# [Exercise directions]
Reproduce the listing from the line containing "Is any ute alloy" down to the line containing "[480,38,546,125]", both included. Keep every text line unchanged, and offset each bounding-box coordinate by adding 150.
○ ○ ○
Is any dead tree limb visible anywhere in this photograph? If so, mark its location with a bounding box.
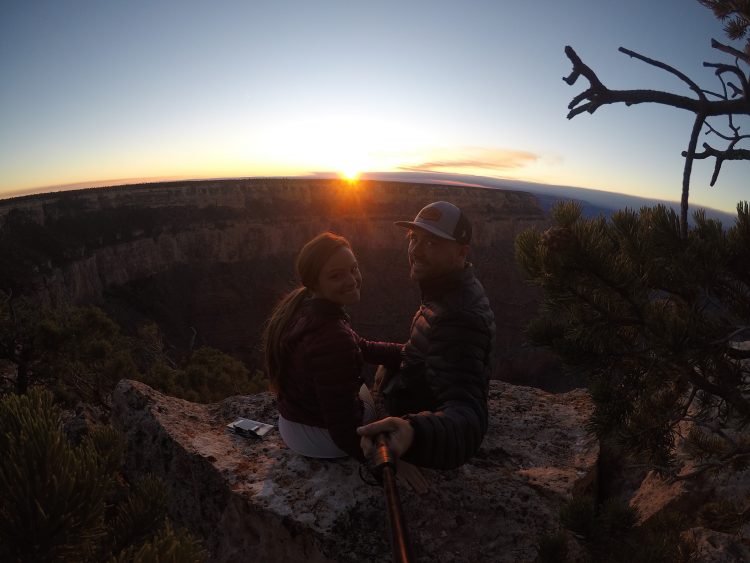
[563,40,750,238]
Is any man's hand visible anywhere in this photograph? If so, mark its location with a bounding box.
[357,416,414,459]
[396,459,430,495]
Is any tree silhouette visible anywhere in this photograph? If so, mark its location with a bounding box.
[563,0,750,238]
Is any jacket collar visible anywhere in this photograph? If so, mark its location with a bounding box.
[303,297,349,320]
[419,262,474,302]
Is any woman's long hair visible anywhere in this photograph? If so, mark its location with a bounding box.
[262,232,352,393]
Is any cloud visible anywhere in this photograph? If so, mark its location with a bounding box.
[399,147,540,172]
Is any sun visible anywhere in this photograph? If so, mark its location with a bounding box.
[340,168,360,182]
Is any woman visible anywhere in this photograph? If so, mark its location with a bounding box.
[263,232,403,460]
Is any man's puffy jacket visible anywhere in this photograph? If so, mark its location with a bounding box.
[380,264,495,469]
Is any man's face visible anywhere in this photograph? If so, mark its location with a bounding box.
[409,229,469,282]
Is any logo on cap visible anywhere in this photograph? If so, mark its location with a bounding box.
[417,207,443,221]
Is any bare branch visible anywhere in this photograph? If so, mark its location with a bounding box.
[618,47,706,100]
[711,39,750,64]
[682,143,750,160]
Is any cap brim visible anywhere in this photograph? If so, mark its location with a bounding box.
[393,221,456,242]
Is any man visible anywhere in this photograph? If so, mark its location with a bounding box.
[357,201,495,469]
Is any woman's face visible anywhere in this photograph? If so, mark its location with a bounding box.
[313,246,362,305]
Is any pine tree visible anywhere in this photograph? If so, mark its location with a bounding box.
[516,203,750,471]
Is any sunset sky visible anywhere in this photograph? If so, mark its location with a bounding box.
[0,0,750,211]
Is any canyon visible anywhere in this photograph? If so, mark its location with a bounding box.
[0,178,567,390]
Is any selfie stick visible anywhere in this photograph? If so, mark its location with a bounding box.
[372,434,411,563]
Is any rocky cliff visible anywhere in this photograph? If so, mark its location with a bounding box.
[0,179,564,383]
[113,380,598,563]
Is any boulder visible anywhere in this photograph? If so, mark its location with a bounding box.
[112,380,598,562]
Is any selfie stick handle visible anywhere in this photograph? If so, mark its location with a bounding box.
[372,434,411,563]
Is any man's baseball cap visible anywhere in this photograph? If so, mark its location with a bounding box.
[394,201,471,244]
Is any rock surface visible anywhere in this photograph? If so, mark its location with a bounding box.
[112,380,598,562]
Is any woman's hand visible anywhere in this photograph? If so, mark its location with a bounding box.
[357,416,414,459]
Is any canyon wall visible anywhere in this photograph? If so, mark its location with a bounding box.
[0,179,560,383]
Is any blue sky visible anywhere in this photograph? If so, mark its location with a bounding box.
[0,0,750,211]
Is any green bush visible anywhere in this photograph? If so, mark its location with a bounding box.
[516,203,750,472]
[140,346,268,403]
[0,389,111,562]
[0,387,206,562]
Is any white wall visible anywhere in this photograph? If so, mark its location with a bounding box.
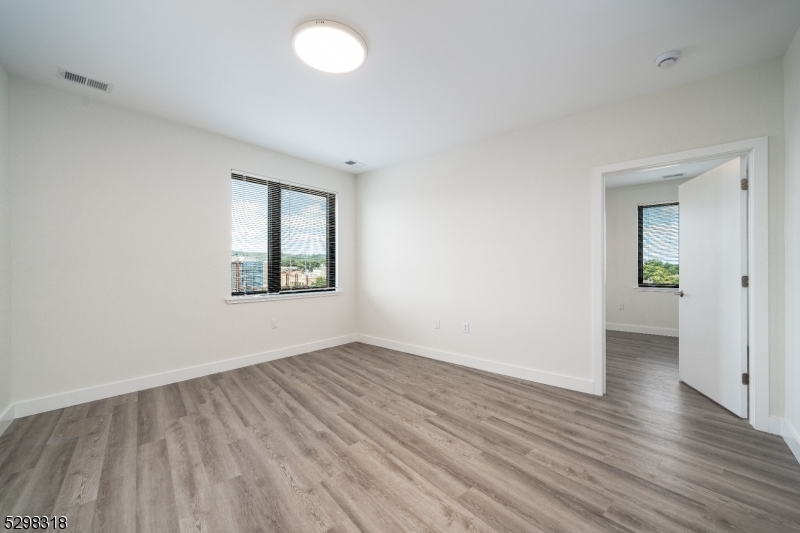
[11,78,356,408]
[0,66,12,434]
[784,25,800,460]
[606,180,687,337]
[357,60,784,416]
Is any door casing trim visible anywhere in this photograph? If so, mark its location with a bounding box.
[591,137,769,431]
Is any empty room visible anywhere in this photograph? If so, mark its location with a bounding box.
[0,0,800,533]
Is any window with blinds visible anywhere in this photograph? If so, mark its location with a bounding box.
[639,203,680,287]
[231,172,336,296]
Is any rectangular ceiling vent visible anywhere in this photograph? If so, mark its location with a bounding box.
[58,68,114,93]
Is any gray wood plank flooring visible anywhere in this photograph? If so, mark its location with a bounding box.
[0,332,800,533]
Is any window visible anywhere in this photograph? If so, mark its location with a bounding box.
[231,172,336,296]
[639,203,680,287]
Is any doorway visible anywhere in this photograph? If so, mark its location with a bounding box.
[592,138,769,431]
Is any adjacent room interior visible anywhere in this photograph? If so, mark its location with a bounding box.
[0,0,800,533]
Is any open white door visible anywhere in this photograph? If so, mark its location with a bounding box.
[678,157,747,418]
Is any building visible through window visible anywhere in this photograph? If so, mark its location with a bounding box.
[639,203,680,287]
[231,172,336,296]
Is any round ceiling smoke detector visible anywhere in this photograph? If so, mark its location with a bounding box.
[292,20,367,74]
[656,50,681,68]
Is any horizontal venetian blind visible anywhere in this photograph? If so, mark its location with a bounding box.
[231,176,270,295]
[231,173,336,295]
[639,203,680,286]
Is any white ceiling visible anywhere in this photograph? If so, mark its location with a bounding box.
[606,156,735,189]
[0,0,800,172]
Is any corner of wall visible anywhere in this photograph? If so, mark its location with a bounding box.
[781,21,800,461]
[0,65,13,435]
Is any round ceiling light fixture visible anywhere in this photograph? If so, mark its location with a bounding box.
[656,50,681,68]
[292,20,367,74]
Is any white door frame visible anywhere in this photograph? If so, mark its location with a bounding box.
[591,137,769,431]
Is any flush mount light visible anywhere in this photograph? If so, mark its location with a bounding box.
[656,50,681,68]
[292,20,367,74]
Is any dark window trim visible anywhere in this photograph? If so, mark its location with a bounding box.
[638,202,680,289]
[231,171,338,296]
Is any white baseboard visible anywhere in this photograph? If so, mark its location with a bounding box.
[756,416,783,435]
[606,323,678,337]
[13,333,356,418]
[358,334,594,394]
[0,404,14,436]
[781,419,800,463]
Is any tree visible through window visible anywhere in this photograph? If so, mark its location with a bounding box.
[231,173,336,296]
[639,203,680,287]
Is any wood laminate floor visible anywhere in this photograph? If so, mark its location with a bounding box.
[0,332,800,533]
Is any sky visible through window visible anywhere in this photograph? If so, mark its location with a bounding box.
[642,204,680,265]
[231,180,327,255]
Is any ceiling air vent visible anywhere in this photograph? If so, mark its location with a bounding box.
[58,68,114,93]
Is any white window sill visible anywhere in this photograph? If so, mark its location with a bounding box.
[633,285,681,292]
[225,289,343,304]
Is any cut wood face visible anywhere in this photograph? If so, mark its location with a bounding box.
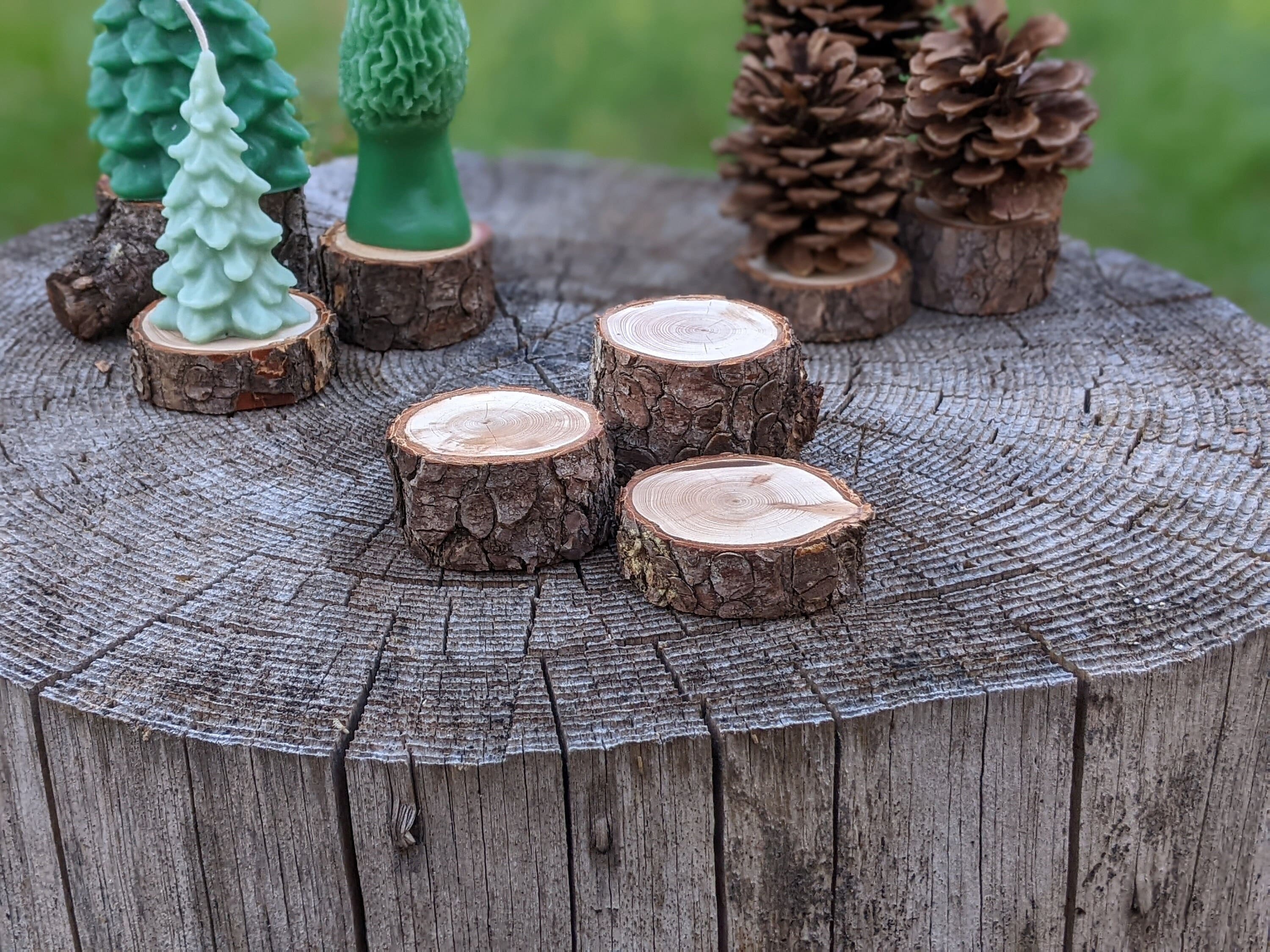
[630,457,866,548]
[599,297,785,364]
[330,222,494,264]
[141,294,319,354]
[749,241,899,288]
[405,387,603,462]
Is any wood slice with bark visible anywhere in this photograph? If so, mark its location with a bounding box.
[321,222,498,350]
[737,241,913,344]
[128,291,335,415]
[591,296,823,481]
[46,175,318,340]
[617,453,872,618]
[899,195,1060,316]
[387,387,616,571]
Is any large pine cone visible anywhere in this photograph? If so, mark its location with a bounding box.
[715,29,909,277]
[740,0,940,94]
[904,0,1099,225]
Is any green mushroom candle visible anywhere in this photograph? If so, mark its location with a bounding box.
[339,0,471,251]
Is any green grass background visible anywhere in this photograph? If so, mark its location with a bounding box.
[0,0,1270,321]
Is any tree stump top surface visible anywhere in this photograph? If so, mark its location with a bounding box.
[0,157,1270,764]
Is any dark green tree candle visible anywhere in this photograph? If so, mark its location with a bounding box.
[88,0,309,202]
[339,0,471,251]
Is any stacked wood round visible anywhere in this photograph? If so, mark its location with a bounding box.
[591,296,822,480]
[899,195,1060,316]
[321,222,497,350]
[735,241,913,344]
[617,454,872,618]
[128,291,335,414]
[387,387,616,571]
○ ○ ○
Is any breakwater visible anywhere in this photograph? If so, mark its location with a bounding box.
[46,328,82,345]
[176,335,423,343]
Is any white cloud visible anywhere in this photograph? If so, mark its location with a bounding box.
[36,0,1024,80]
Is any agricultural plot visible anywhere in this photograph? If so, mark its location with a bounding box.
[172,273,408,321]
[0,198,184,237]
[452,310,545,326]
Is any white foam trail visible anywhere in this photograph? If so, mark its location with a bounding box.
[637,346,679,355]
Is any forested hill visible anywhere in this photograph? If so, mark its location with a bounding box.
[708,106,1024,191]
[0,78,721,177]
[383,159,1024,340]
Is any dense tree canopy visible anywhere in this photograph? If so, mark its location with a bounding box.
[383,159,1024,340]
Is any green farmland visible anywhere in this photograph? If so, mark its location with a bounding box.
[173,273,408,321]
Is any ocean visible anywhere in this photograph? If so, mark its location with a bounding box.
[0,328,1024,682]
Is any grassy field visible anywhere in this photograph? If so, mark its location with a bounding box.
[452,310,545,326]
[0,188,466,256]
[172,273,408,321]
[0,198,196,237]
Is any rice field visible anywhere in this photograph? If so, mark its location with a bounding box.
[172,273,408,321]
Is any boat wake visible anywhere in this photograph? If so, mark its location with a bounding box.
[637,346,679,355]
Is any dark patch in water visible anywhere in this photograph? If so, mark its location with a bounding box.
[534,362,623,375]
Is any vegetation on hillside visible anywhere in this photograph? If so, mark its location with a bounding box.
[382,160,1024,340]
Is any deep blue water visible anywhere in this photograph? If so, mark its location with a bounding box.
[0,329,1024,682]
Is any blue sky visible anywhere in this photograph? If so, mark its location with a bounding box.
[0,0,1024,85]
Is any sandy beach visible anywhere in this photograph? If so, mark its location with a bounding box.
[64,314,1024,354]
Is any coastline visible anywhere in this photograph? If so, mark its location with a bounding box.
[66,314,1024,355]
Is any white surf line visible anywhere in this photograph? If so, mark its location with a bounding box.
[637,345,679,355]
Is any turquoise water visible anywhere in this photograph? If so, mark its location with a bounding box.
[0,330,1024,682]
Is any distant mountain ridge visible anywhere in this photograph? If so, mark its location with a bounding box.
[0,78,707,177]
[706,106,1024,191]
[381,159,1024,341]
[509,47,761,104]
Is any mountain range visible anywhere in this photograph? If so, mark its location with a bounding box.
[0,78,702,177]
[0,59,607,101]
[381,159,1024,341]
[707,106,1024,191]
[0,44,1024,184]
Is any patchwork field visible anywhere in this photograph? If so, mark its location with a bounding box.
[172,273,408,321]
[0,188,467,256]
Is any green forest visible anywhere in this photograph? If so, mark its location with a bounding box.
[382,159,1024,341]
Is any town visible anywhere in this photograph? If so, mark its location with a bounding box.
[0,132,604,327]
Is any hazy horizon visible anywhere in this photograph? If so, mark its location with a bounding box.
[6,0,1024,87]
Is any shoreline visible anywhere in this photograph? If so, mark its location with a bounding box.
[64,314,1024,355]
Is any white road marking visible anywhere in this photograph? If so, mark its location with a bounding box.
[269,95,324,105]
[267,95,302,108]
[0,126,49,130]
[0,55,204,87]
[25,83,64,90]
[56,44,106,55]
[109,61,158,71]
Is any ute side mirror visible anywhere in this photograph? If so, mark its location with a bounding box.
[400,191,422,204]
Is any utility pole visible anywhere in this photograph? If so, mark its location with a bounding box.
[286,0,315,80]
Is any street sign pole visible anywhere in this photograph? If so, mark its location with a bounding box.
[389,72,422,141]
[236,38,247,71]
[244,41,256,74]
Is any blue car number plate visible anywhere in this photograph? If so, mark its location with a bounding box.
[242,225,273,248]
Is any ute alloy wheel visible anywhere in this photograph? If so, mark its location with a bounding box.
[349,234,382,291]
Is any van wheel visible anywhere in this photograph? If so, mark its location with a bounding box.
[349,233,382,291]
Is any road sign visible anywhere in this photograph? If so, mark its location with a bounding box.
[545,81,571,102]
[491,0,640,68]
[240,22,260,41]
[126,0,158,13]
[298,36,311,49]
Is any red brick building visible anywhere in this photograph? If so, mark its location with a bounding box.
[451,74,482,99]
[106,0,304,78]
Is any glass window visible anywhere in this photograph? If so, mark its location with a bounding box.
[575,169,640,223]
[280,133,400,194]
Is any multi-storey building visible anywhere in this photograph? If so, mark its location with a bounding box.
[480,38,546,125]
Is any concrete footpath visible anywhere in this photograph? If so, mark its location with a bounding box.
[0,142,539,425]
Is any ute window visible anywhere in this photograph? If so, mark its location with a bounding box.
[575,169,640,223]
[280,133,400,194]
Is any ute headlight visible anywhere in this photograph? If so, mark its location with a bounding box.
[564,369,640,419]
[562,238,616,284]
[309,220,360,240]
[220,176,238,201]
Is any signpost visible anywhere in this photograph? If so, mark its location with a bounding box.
○ ○ ○
# [Result for this exercise]
Is any ute alloy wheel visible anywhere in this photograph? If so, mark its location with a bounding box.
[499,384,532,441]
Is any van wheel visible anywhere in this photograph? If so, mark its location with a bounding box.
[499,383,532,441]
Is any road sign visible anywhere in this photograph? If so, mark its location with a bounding box.
[695,231,721,252]
[641,150,790,218]
[390,172,410,191]
[276,150,308,163]
[448,186,461,199]
Is any red brick building visible anywhere in this photograph? If so, mark its location with a bounding box.
[601,224,632,249]
[256,150,454,228]
Is any glass window visible anywhere in this photograph? If so, mark its location with a bounding box.
[725,319,790,373]
[430,283,550,344]
Is any multi-storey building visible anywhere in this photograph? If so, mark its location with a bounding box.
[630,188,696,275]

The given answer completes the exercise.